BOSTON, DURHAM, NC & FT. MYERS, Fla.—Parexel and NeoGenomics, Inc. have launched a strategic partnership that will focus on advancing the application of precision medicine in oncology clinical trials by leveraging real-world genomics data for faster patient matching and better trial design, site selection, clinical development, and translational research.
"We are thrilled to collaborate with Parexel to provide our robust genomic and clinical database to help match cancer patients to clinical trials and therapies that are precisely targeted to their unique tumor types and genomic biomarkers," said Douglas VanOort, NeoGenomics' chairman and CEO. "We look forward to our strategic partnership and future opportunities to broaden our relationship based on customer needs in the oncology space."

————————

## PROBLEM DESCRIPTION
Print the press release announcing the Parexel and NeoGenomics partnership, reproducing everything from "BOSTON, DURHAM, NC" down to "and translational research.". Rely on the press release above and nothing beyond it.

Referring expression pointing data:
————————

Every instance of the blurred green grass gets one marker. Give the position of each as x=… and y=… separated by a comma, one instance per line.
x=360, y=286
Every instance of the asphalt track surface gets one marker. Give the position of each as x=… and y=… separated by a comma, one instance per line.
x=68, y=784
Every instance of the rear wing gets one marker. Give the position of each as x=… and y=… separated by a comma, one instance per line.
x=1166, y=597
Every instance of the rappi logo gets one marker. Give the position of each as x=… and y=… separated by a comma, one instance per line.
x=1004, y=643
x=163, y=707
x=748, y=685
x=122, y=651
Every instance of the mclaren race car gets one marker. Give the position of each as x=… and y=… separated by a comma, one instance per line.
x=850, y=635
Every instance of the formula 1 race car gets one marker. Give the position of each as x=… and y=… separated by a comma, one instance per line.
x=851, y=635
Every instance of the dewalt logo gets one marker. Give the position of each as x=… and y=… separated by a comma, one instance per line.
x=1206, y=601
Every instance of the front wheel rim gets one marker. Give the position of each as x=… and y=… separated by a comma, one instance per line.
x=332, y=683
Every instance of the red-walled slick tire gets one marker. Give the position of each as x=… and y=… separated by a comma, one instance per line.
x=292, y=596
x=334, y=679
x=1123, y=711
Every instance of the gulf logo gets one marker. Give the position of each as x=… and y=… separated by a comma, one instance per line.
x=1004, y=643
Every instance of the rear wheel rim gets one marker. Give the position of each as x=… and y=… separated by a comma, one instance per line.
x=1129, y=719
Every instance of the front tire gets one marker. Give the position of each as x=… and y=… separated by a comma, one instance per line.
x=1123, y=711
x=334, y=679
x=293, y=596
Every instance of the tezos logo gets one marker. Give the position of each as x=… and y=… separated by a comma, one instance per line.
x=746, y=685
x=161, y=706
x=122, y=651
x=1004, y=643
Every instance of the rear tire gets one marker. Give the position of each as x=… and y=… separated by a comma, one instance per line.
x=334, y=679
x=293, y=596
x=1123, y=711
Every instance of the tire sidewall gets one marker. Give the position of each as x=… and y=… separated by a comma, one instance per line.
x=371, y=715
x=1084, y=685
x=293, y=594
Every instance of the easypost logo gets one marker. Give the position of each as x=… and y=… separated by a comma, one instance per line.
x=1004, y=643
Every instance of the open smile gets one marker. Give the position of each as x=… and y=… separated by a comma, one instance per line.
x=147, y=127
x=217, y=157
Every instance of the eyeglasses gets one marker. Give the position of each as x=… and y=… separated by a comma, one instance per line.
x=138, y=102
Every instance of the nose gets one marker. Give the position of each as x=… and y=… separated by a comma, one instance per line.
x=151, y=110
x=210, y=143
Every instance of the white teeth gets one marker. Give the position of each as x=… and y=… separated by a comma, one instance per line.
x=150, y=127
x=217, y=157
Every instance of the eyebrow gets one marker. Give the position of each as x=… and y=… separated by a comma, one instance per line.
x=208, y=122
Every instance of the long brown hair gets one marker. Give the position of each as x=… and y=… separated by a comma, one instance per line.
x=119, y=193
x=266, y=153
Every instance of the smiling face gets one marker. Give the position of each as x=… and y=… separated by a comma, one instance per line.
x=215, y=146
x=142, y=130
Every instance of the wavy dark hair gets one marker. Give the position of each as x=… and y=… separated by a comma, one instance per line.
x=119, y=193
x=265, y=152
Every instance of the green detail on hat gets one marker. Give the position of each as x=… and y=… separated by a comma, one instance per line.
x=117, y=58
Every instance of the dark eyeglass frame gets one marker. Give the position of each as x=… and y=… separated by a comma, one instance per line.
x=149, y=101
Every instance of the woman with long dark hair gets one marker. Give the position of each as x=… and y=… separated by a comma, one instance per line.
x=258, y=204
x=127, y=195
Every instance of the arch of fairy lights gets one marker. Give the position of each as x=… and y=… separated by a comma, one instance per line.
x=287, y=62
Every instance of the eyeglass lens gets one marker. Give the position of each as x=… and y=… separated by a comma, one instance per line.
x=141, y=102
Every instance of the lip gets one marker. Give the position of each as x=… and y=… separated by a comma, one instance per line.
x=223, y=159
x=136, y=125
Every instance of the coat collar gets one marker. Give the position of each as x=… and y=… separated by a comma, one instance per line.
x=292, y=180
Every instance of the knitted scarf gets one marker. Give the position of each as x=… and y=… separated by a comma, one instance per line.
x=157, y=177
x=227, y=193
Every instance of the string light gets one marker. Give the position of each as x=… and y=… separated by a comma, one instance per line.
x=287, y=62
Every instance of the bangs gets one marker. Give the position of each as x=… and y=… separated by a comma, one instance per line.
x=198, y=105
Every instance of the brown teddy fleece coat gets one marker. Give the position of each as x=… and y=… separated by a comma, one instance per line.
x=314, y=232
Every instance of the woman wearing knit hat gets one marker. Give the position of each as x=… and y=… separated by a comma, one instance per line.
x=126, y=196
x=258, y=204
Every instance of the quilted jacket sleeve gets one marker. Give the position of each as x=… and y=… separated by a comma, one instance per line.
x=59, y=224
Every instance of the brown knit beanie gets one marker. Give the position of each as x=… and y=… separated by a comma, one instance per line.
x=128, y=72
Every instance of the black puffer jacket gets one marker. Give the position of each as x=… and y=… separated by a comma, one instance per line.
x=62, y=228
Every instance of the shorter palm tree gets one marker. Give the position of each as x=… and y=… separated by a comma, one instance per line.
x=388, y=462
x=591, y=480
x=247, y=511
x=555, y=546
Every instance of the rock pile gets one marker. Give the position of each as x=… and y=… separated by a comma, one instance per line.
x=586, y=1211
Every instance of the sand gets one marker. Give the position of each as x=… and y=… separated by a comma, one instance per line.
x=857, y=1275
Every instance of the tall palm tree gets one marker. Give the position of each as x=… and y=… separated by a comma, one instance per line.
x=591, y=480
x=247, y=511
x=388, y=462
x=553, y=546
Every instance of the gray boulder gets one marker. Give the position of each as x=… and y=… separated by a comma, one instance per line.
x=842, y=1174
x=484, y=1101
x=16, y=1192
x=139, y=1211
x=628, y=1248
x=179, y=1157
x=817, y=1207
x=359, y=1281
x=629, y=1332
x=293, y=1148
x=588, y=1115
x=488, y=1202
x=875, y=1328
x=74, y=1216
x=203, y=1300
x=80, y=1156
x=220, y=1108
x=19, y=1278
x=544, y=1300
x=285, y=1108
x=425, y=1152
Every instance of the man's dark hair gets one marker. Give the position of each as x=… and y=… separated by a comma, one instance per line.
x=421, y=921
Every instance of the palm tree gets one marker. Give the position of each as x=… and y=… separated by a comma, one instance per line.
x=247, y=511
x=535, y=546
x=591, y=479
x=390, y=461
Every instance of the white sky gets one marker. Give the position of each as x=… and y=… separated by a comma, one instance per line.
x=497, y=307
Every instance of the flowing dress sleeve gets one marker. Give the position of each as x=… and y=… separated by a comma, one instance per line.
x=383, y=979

————————

## ANSWER
BOSTON, DURHAM, NC & FT. MYERS, Fla.—Parexel and NeoGenomics, Inc. have launched a strategic partnership that will focus on advancing the application of precision medicine in oncology clinical trials by leveraging real-world genomics data for faster patient matching and better trial design, site selection, clinical development, and translational research.